Aim of the task: Carry on the text excerpt about the writer's book on consciousness and thought possession, picking up after its last sentence about Dawkins and memes.

Text excerpt:
----

Among the many podcast episodes of late that hadn’t received it’s own substack article was one called The Book. (← Link to it if you want to catch up)
This was the first public reference to something only a few close family and friends knew about before it. Namely, that I am (and have been for a number of months now) in the process of writing a book.
Now, you may think it must have something to do with Jiu-Jitsu, or the pandemic, or COVID, or Canada, or an autobiography encompassing all of the above. Because that would be the likely (and probably respectable) thing to do.
Nope. Instead, I’m writing a 27 chapter book that’s broken into 3 major portions, none of which I’m an expert in. And they are:
You know, the little things…
You may wonder a) why I’d be writing on such massive and paradigm shaping topics, and b) what that has to do with this substack at all.
Well, the answer to both of those questions is in fact directly related to the above.
In a previous episode with 2 time (soon to be 3) guest of the show — Caylan Ford —, a fascinating sidebar burst forth from the conversation that was centered around totalitarianism. (Excerpt below from Ep. #76 Totalizing Politics)
This was, firstly, an unexpected turn to the topic but secondly, absolutely intriguing to me.
The idea that a thought can be or exist autonomously and separate from the humans that will eventually bring it’s intentions into physical fruition was an entirely new dimension to a school of thought that I’d been exploring for a long time.
That school of thought is what traditionally Rene Descartes coined Dualism, or Substance Dualism. In short, Dualism suggested that the “self” is not a single being, but an inextricable harmony between mind and body. And though they (broadly speaking) cannot be separated, they exist as utterly separate while entirely dependent upon each other.
I had been diving into many different takes and version of this thesis (as well as forming my own takes with it) for years by this point. To have Caylan add this concept she borrowed from Dostoyevsky, things just clicked in an oddly serendipitous way.
Without going too deeply into what I spend most of 2 chapters extrapolating on in the book, I see the “consciousness” side of the Dualistic construct as the “mind” and as something that is, in fact, exogenous to the human body. That is to say, consciousness (which science itself continues to struggle to quantify let alone explain), originates from outside of the body yet projects itself through it.
It’s a confusing and grandiose proposition. But, once the argument is made for it, something like “thought possession” lands not only differently, but poignantly.
I had already presumed the origins of consciousness to be outside of the body, so it became enlightening to consider that a similar force could exist in the same way with the intention of projecting itself through humans who were capable of bringing it’s goals into physical fruition in our reality.
Like a biblical demon possessing a viable host, thoughts themselves could use humans in a similar way!
Thoughts, with their own gravity and trajectory, like what drove Hitler, Stalin, Mao, Pot could have infested, or infected their minds when they became suitable to bring it’s intentions into the world.
We Are The Instruments
Richard Dawkins, famed atheist and evolutionary biologist, coined the term “Meme” in his 1976 book The Selfish Gene. It was, to put it in a nutshell, the concept of a mind virus. Similar to how genes shape biology, memes could shape culture and society.

----

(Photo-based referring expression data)
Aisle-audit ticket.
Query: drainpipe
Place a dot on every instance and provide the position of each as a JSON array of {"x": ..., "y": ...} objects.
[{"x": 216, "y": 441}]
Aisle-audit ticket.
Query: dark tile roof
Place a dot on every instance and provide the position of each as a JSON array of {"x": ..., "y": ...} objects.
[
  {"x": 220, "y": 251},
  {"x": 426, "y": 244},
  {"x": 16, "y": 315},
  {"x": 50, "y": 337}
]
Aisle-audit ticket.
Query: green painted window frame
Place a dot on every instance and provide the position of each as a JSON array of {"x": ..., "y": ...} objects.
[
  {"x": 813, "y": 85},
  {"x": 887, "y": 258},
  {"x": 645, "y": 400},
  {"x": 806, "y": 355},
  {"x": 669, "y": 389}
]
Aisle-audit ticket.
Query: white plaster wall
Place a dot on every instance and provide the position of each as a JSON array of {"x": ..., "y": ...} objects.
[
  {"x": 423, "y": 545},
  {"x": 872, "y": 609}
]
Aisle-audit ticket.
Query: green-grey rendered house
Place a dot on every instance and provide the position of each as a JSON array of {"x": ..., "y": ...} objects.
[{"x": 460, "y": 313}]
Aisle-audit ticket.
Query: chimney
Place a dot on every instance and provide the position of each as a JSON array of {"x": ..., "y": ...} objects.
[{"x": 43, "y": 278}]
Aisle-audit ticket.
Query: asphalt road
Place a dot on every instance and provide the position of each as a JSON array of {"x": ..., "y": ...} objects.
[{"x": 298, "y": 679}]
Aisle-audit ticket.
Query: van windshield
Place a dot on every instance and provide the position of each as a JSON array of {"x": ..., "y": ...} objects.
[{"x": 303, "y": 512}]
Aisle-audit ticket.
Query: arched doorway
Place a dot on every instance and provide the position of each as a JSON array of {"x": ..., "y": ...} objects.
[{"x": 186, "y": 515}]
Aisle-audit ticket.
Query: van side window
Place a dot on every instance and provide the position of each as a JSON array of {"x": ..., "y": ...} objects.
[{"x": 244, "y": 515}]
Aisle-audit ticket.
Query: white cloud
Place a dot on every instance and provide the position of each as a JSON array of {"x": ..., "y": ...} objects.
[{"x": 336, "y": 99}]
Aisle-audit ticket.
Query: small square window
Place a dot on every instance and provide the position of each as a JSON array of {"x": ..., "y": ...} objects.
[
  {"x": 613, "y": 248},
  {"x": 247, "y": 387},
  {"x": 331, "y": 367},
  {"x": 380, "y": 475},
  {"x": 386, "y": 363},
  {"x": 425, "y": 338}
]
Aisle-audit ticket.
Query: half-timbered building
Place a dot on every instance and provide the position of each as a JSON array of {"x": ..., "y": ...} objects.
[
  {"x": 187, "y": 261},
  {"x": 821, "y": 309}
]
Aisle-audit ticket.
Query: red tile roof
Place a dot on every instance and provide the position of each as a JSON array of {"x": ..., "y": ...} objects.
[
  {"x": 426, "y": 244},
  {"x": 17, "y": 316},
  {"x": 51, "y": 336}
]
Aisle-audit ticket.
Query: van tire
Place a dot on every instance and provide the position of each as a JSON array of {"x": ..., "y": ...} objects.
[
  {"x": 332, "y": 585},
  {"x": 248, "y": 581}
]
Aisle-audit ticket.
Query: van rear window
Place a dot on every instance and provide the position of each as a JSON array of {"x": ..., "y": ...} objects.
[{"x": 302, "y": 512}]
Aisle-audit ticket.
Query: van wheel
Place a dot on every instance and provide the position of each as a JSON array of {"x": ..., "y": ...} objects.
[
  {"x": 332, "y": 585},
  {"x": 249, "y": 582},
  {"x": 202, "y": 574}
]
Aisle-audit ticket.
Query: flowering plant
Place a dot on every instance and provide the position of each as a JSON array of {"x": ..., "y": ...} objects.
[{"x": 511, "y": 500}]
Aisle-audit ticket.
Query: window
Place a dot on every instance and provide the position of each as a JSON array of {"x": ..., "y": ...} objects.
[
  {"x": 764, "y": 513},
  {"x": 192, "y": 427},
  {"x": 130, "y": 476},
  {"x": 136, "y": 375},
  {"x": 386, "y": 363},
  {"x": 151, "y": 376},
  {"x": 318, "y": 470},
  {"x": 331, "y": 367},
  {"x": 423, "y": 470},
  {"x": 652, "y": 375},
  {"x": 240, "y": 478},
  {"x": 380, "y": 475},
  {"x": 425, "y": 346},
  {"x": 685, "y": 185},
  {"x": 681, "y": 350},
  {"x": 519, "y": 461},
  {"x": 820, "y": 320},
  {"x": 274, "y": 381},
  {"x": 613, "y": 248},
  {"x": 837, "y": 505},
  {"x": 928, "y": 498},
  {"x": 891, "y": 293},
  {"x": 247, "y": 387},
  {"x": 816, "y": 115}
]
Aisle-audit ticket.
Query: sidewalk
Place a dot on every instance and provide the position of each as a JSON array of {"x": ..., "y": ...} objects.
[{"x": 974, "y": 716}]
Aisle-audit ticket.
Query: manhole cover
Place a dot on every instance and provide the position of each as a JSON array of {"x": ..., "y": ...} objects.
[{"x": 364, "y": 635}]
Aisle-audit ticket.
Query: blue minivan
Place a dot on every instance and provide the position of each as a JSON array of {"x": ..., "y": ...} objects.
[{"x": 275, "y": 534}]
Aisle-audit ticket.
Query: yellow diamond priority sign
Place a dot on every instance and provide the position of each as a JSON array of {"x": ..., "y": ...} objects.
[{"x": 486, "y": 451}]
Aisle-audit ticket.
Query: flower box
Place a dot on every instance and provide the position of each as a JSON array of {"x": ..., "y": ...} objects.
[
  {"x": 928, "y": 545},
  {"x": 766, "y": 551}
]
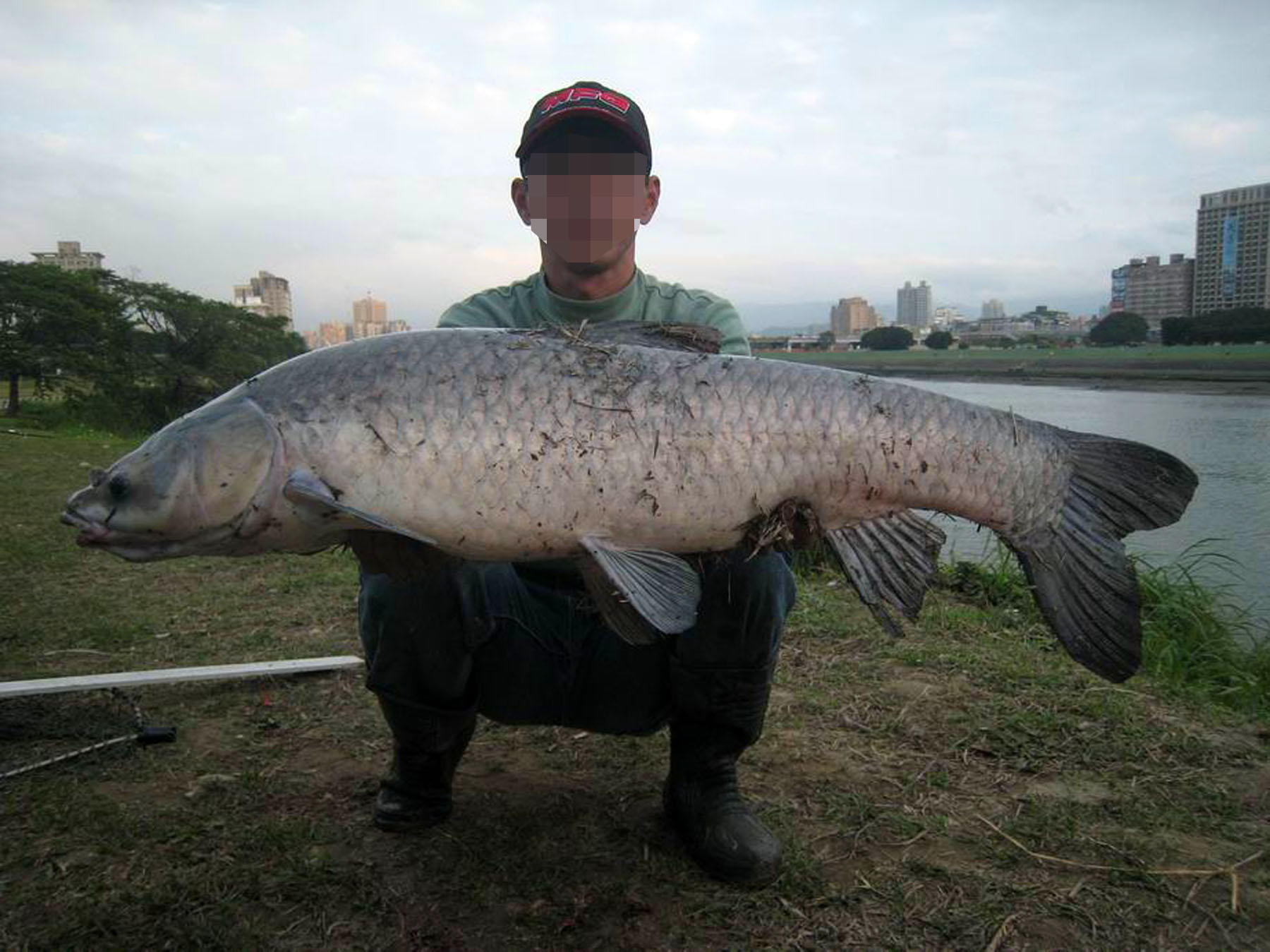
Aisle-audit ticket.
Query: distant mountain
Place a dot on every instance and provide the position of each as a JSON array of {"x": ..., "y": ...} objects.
[{"x": 808, "y": 317}]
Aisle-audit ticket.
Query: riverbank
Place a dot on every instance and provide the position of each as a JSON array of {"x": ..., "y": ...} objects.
[
  {"x": 964, "y": 787},
  {"x": 1242, "y": 369}
]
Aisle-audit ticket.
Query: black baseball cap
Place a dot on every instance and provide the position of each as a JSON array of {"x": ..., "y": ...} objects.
[{"x": 586, "y": 100}]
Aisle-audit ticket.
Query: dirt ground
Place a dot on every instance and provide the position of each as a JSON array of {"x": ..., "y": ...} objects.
[{"x": 965, "y": 787}]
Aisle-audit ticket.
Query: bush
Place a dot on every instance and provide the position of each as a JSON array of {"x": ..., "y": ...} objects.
[
  {"x": 1119, "y": 328},
  {"x": 888, "y": 338},
  {"x": 1233, "y": 325}
]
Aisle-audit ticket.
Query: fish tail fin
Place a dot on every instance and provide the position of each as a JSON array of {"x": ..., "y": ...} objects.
[{"x": 1077, "y": 567}]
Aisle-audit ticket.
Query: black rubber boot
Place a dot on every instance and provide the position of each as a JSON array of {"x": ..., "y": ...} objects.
[
  {"x": 718, "y": 713},
  {"x": 428, "y": 744}
]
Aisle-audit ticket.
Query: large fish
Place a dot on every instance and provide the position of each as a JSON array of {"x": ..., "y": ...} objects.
[{"x": 533, "y": 445}]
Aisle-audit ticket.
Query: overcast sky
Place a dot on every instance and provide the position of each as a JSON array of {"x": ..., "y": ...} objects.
[{"x": 806, "y": 152}]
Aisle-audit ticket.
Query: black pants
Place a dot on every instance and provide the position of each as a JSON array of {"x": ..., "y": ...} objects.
[{"x": 525, "y": 644}]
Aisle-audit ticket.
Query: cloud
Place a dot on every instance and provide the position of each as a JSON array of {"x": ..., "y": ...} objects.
[
  {"x": 1213, "y": 133},
  {"x": 671, "y": 36}
]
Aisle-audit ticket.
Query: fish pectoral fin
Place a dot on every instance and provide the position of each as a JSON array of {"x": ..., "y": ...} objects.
[
  {"x": 619, "y": 614},
  {"x": 889, "y": 560},
  {"x": 308, "y": 491},
  {"x": 657, "y": 587}
]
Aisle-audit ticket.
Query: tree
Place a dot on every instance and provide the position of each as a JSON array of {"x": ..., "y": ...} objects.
[
  {"x": 55, "y": 325},
  {"x": 128, "y": 352},
  {"x": 1174, "y": 331},
  {"x": 1124, "y": 327},
  {"x": 888, "y": 338},
  {"x": 1232, "y": 325},
  {"x": 186, "y": 350}
]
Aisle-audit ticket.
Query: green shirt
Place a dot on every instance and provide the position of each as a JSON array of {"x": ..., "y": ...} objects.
[{"x": 530, "y": 303}]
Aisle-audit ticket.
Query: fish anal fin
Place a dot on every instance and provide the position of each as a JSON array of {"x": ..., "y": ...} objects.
[
  {"x": 1077, "y": 567},
  {"x": 309, "y": 492},
  {"x": 662, "y": 589},
  {"x": 619, "y": 614},
  {"x": 890, "y": 560}
]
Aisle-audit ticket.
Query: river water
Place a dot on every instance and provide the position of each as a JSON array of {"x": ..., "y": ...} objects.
[{"x": 1226, "y": 440}]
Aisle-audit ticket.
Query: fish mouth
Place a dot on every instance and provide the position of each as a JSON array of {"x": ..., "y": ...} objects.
[
  {"x": 92, "y": 533},
  {"x": 95, "y": 534},
  {"x": 146, "y": 546}
]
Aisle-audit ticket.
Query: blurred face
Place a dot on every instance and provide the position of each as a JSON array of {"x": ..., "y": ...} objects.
[{"x": 586, "y": 205}]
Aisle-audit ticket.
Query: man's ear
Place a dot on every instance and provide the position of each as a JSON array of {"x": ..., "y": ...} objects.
[
  {"x": 652, "y": 196},
  {"x": 521, "y": 198}
]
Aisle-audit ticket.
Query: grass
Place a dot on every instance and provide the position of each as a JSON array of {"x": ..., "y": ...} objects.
[
  {"x": 881, "y": 766},
  {"x": 1246, "y": 365}
]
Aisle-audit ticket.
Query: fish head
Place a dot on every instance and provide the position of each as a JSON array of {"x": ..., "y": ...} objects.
[{"x": 200, "y": 486}]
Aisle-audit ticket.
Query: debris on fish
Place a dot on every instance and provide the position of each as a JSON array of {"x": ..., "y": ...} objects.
[{"x": 629, "y": 447}]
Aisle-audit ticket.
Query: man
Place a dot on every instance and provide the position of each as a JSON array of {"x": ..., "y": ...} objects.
[{"x": 521, "y": 644}]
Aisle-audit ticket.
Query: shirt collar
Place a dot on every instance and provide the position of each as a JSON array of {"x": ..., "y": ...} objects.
[{"x": 571, "y": 311}]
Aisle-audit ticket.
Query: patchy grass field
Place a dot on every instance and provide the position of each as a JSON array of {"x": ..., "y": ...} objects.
[
  {"x": 1232, "y": 368},
  {"x": 965, "y": 787}
]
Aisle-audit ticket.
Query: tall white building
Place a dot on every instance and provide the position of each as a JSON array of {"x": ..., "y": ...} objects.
[
  {"x": 267, "y": 295},
  {"x": 914, "y": 306},
  {"x": 1232, "y": 249},
  {"x": 1152, "y": 290},
  {"x": 852, "y": 315},
  {"x": 69, "y": 257}
]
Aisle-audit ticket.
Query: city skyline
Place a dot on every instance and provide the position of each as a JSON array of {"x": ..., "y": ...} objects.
[{"x": 793, "y": 172}]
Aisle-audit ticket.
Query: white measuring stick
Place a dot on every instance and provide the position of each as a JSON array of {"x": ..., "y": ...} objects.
[{"x": 171, "y": 675}]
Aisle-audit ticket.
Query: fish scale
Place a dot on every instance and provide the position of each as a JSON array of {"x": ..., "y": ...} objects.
[{"x": 519, "y": 447}]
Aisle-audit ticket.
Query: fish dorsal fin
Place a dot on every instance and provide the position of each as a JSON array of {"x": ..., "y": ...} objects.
[
  {"x": 310, "y": 492},
  {"x": 890, "y": 560},
  {"x": 698, "y": 338},
  {"x": 662, "y": 589}
]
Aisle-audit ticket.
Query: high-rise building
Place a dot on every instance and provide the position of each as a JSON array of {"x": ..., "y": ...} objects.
[
  {"x": 914, "y": 306},
  {"x": 370, "y": 317},
  {"x": 69, "y": 257},
  {"x": 1232, "y": 249},
  {"x": 852, "y": 315},
  {"x": 267, "y": 295},
  {"x": 1152, "y": 290},
  {"x": 332, "y": 332}
]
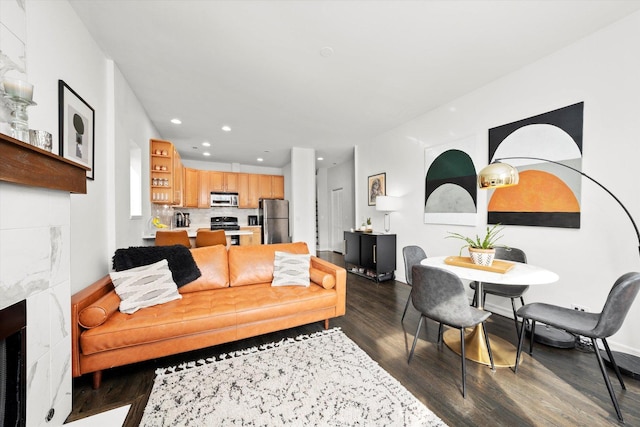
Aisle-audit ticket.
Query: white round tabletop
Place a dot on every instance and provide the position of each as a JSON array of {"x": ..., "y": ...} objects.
[{"x": 520, "y": 274}]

----

Output of the task:
But, meme theory as a sociological motivator doesn’t hold the same autonomous intention that thought possession does. Because you see, a meme is usually considered to originate from a person or people who try to sow it into a culture. The thought possession hypothesis would take it one step deeper and argue that the origin of the thought that people wanted to sow into society started from this unembodied, conscious force.
Now, if this is true, and where ever thoughts come from is home to all of the great and powerful timeless thoughts that move civilizations through history, why do they need to possess us at all? What is the point of foisting their intentions on humans in the first place?
That’s a question that I couldn’t possibly know the answer to for certain, but I’ll offer in insight from my friend David Parker.
He explained to me, one night around a fire, his concept regarding “Imago Dei”, or the image of God. He asked
“What is it that makes us in the image of God? Likely not because we look just like him. Who is God? He’s the creator. And this is what separates humans from the animals. We have the ability as creators to utterly change our reality around us and fashion an idea into the corporeal world.”
That is why, I believe, if thoughts have their own conscious objectives and ambitions, they work to project them through people. It’s the only way they can affect the physical world. And that, it would seem, is very important to them.
Know Thy Self
Socrates famously stated the above quote.
It’s important to know your own thoughts, and the power that they have to create entire realities in the world around us. Thoughts like Communism or Socialism or even corrupt Capitalism are powerful players in the arena of thoughts that possess people.
But, the good news is, I believe, we can also be possessed by good thoughts that can lead to all of the noble and laudable aspects of humanity that we should all aspire to. And to come full circle, I truly believe that’s what has “possessed” me to write about these sorts of things in this book.
Never in my life did I ever have the intention of becoming an author, but the drive behind putting these thoughts to paper is something I can only describe as a spontaneous obsession.
And I hope, for my part, that good will come of it when it finally completes it’s effort to create itself in a way for all of you to see.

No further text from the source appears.